* [Rows]
################

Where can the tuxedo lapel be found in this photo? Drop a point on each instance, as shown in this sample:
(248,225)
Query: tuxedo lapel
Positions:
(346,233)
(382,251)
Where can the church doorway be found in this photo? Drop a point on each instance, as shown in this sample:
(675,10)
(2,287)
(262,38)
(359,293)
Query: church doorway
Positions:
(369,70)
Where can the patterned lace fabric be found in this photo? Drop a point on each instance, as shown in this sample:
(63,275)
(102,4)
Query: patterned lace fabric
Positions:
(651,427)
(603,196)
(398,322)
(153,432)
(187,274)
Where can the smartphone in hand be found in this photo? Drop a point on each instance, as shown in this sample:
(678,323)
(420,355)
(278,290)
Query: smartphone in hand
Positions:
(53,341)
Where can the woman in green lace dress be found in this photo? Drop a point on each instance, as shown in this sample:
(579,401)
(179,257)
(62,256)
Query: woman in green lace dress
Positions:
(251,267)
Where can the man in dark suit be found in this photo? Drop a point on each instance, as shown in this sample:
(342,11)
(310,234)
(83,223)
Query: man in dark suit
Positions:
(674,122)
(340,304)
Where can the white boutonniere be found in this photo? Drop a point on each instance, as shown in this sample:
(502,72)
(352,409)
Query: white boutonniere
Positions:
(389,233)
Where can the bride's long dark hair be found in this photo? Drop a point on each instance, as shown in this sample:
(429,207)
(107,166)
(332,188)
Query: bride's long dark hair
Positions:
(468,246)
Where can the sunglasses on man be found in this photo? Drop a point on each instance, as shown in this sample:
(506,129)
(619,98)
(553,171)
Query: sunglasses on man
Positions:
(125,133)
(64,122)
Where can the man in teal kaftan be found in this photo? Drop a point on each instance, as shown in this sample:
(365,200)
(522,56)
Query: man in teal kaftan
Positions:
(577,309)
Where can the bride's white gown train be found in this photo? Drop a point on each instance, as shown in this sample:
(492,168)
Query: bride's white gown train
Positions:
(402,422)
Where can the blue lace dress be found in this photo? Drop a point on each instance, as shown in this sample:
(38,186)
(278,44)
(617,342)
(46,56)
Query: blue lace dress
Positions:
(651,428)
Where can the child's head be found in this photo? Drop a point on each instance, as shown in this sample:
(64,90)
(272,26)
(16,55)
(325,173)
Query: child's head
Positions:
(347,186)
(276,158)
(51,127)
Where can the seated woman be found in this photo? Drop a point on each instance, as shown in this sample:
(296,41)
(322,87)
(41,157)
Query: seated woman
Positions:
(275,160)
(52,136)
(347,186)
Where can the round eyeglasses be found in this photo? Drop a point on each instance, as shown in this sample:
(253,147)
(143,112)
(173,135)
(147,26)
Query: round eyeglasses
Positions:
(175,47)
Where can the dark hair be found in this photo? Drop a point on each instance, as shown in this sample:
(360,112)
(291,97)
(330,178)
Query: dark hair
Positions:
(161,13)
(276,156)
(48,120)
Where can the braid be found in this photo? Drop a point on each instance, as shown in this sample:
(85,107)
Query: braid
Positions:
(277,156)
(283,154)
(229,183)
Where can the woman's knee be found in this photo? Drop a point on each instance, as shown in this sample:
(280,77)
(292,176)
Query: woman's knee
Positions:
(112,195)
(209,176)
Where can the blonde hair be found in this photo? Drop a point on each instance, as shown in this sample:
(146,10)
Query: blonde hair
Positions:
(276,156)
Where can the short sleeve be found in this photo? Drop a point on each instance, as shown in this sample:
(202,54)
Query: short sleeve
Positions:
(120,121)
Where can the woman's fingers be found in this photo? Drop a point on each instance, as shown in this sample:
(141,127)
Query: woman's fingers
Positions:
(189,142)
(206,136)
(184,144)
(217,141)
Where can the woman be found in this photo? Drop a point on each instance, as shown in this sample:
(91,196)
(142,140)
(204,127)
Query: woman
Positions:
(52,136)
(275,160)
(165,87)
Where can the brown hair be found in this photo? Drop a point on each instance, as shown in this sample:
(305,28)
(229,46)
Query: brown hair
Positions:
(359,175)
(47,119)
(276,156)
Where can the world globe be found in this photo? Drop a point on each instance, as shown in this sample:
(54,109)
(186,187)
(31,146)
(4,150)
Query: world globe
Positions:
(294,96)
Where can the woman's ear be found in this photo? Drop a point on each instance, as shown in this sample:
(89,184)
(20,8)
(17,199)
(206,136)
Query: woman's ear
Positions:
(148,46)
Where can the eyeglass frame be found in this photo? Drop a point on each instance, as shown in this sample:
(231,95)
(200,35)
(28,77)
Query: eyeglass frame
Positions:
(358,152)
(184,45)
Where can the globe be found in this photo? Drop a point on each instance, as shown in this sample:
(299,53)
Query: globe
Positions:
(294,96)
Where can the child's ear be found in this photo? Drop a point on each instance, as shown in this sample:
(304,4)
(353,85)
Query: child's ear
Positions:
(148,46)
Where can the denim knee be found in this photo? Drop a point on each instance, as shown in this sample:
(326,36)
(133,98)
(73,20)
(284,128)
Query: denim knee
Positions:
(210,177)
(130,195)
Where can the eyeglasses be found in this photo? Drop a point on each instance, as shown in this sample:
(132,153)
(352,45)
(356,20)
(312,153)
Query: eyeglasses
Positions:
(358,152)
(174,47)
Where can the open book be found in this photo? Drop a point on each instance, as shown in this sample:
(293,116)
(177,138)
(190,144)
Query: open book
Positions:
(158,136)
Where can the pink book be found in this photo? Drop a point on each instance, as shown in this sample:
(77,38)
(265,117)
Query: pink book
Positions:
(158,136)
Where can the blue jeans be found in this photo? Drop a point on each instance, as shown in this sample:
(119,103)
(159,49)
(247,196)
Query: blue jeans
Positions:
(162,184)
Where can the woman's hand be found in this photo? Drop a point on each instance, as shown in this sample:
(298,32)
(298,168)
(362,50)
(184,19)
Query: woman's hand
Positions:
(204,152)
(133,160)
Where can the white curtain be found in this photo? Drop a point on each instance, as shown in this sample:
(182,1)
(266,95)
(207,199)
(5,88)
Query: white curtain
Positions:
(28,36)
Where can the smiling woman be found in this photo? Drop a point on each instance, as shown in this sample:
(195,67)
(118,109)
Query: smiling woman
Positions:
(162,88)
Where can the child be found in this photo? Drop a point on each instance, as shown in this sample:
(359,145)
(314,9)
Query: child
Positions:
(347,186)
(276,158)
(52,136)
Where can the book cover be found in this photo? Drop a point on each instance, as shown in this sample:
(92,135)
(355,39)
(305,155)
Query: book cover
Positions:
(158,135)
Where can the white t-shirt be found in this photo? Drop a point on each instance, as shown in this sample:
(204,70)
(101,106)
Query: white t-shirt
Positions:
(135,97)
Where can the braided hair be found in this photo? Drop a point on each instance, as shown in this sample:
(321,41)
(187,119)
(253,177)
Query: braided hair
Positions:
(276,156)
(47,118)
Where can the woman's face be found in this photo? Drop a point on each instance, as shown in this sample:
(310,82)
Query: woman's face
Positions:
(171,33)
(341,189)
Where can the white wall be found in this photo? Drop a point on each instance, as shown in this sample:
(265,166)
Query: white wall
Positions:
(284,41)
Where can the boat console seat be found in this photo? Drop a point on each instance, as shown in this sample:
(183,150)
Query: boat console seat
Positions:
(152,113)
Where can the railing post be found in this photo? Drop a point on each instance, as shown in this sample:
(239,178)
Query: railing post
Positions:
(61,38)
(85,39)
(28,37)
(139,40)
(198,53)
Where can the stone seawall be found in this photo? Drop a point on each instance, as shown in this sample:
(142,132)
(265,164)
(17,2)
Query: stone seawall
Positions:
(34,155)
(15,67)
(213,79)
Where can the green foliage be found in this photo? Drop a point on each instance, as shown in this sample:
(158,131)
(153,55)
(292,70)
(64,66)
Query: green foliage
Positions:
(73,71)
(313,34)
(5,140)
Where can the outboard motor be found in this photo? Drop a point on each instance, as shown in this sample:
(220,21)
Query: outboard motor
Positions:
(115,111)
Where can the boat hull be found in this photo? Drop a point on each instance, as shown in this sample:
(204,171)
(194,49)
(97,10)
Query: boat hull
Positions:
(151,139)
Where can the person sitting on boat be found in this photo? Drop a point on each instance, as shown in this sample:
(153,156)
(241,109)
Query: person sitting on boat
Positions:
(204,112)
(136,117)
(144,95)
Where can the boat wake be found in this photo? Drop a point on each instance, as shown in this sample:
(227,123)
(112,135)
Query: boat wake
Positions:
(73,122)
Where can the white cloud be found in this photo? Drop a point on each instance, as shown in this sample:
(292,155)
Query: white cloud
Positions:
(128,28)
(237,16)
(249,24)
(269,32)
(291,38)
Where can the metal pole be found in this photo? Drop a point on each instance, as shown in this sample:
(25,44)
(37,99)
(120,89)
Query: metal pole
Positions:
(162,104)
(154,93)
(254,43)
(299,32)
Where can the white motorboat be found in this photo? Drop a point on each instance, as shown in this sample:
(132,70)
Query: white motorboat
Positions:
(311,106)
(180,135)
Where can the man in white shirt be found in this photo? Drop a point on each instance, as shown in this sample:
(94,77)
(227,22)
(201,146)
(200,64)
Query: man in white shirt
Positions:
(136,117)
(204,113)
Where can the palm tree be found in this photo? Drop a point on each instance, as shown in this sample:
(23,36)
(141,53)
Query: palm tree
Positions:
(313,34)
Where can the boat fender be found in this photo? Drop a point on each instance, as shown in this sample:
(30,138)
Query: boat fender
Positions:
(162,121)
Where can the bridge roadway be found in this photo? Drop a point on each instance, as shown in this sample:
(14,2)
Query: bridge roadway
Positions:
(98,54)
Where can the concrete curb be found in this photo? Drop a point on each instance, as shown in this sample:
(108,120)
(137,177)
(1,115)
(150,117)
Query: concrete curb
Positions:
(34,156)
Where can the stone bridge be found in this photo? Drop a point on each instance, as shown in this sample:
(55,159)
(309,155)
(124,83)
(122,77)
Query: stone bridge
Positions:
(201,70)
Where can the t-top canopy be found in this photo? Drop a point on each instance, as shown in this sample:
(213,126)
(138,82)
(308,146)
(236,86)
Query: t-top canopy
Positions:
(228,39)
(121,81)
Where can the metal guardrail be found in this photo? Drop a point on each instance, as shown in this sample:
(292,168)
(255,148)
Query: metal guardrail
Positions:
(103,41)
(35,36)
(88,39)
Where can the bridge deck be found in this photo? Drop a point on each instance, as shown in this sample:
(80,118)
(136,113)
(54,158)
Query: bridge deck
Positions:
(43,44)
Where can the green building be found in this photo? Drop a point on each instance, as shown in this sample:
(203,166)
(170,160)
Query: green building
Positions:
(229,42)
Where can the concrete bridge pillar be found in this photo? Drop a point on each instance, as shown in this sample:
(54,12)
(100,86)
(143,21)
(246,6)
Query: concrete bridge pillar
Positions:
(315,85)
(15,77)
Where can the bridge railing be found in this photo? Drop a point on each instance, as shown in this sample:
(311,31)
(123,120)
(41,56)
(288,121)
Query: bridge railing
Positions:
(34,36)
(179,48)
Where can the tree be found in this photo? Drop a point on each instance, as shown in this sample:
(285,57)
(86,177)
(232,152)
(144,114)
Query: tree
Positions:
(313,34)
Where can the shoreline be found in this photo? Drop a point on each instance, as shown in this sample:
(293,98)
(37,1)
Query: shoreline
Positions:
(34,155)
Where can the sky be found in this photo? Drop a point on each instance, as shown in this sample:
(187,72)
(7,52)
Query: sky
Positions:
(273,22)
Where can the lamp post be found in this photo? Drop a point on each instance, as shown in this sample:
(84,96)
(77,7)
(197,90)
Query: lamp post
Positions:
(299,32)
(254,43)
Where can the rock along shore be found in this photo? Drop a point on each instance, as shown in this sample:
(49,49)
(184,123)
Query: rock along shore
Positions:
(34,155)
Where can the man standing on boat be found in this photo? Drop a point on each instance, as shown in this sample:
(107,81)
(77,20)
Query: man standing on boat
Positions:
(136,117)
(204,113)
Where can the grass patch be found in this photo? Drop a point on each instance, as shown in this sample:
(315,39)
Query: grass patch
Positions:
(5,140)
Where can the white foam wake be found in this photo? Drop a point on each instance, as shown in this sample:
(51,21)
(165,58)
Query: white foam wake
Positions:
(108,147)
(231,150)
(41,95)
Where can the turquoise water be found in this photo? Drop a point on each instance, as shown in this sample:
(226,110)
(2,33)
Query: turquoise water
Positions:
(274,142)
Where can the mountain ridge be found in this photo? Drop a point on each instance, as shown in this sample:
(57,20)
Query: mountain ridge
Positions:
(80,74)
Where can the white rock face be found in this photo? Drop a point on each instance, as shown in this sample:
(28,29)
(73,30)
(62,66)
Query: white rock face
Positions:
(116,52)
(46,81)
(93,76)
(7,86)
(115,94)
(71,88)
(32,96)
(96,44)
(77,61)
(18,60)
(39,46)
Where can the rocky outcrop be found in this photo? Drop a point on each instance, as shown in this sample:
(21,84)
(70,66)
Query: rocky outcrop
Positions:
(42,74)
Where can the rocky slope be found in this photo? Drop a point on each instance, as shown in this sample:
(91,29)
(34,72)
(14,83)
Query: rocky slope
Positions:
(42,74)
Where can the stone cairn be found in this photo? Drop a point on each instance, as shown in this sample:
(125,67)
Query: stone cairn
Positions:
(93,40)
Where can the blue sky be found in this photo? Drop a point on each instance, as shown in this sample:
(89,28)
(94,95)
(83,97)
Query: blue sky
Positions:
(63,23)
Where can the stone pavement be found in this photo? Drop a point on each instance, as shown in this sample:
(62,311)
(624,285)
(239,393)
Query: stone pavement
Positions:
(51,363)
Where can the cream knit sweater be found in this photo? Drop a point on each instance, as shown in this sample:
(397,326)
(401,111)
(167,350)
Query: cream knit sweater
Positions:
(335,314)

################

* [Task details] Find "Where can the blue sky" in the data above, then repeat that line and all lines after it exactly, ending with the final line.

* [Result for this exercise]
Where can the blue sky be found in this photo? Drop a point on each instance, as shown in this sample:
(89,28)
(94,95)
(83,97)
Query: blue sky
Positions:
(63,23)
Where can the stone pavement be found in this photo? Drop a point on each instance, as shown in this sample:
(62,311)
(624,285)
(239,393)
Query: stone pavement
Positions:
(51,363)
Where can the cream knit sweater be found in this photo? Drop a point on each instance, as shown in this sample:
(397,326)
(401,111)
(167,350)
Query: cream knit sweater
Positions:
(335,314)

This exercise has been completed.